### AIM OF THE TASK
From the article on the Brookby quarry expansion, extract the passage between "Inside Resources - Brookby" and "that originally proposed.", inclusive.

### READING TEXT
□ □ □
Inside Resources - Brookby expansion approved
SOURCE INSIDE RESOURCES, HEIDI BENDIKSON - THU, OCT 3 2024
Consent for an expansion of the Brookby quarry is good news for the business but even better for Auckland, managing director Steve Riddell says.
A fast-track consenting panel released its decision approving the stage 3 expansion yesterday, albeit with a smaller footprint than that originally proposed.
Brookby quarry offered the reduction in quarry size – 51.9 hectares down to 42.2 ha – and increased proposed offset measures during the course of the consenting process.
The panel – comprising chair Andrew Beatson, Cheryl Cleary and Alethea Hikuroa – noted the significant national and regional benefit of the proposal, including continued supply of high-quality rock for construction projects and long-term employment.
However, it also involved the removal of significant vegetation and streams.
“Whether these effects will be satisfactorily offset and/or compensated is a critical matter to our decision making,” the panel says in its 134-page decision.
It concluded the proposal’s design, conditions and management measures – especially the offsetting measures and compensation – would manage the effects and there would be no net-loss of ecological values.
Riddell says the result is important for identifying and allowing a resource of national significance to supply and contribute to Auckland’s ongoing construction needs.
“It’s a very good decision, but more importantly it is an outstanding decision for Auckland in terms of aggregate supply.”
Application
The proposal is for a third-stage expansion of Brookby quarry, which is within the Special Quarry Purpose Zone under the Auckland Unitary Plan.
Under the company’s original application, the expansion would have seen the extraction of 161 million tonnes of greywacke over the lifetime of the expanded site.
With the smaller footprint, that has been reduced to about 156 million tonnes.
An assessment of economic effects found that the expansion – increasing annual production from the quarry from 2.85 million tonnes to 5.7 million tonnes – would reduce reliance on aggregate imported from outside the Auckland region.
Despite the expansion doubling aggregate production from the site, it will not result in additional truck movements from those already consented.
The company told the panel the site does not currently meet maximum truck movements allowed under its existing resource consents and the expected daily output could be “easily accommodated” within the existing allowances.
Impact
The consent panel noted the proposal’s reduced size materially reduced the extent of indigenous vegetation and streams to be removed.
It meant a northern tributary, a large portion of which was within natural stream management areas under the Auckland Unitary Plan, was no longer affected.
□ □ □
### Stored items
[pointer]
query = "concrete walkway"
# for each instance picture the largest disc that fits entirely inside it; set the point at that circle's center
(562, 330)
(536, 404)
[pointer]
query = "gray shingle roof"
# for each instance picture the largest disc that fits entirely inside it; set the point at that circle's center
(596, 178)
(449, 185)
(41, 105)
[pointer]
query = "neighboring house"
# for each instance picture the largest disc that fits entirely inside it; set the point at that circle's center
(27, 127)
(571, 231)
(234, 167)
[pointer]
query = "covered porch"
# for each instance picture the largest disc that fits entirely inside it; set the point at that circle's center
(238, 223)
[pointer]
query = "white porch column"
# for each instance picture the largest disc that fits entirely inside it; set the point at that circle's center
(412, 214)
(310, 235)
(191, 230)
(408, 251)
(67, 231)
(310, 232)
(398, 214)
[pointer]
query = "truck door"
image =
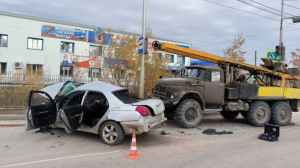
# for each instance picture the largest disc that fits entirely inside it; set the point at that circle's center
(214, 88)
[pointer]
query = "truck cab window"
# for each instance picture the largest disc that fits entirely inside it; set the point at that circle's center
(199, 74)
(214, 76)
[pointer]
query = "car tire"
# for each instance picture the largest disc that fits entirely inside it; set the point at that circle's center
(188, 113)
(229, 115)
(244, 114)
(170, 113)
(111, 133)
(259, 114)
(281, 113)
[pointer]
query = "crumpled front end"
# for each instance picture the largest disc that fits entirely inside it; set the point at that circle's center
(144, 124)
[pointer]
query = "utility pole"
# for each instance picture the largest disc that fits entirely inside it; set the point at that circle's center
(255, 57)
(280, 41)
(142, 78)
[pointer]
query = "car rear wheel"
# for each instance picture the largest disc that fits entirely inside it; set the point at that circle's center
(170, 113)
(111, 133)
(188, 113)
(244, 114)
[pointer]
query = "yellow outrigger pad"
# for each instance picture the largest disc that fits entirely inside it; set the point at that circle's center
(277, 92)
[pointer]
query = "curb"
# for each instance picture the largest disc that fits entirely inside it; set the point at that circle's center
(12, 117)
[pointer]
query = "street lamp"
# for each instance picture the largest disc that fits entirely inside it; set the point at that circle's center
(296, 19)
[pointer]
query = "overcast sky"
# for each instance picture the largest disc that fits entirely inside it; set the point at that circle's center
(197, 22)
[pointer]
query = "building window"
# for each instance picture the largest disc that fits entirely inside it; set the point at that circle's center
(119, 74)
(34, 43)
(95, 50)
(3, 40)
(3, 68)
(169, 57)
(94, 72)
(180, 59)
(66, 47)
(66, 71)
(35, 68)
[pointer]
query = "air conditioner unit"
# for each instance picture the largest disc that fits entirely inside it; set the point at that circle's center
(18, 65)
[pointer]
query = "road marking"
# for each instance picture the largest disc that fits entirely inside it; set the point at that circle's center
(12, 125)
(69, 157)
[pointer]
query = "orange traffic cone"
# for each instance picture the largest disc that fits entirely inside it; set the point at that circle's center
(133, 150)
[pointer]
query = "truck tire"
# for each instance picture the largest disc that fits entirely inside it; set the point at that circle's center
(229, 115)
(281, 113)
(259, 114)
(188, 113)
(170, 113)
(244, 114)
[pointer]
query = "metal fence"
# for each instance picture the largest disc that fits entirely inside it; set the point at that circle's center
(43, 79)
(14, 95)
(13, 99)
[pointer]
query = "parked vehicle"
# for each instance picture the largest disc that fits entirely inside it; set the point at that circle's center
(96, 107)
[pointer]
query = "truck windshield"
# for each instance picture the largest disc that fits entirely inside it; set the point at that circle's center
(196, 74)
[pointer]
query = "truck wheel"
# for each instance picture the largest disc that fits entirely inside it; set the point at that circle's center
(170, 113)
(229, 115)
(281, 113)
(259, 114)
(244, 114)
(188, 113)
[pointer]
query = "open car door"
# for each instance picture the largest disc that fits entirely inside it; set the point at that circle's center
(41, 110)
(71, 113)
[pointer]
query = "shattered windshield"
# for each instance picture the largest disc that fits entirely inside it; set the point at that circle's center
(196, 74)
(126, 97)
(68, 87)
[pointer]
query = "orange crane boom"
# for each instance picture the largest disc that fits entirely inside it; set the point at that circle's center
(220, 60)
□ □ □
### FINISHED TASK
Inside Resources - Brookby expansion approved
SOURCE INSIDE RESOURCES, HEIDI BENDIKSON - THU, OCT 3 2024
Consent for an expansion of the Brookby quarry is good news for the business but even better for Auckland, managing director Steve Riddell says.
A fast-track consenting panel released its decision approving the stage 3 expansion yesterday, albeit with a smaller footprint than that originally proposed.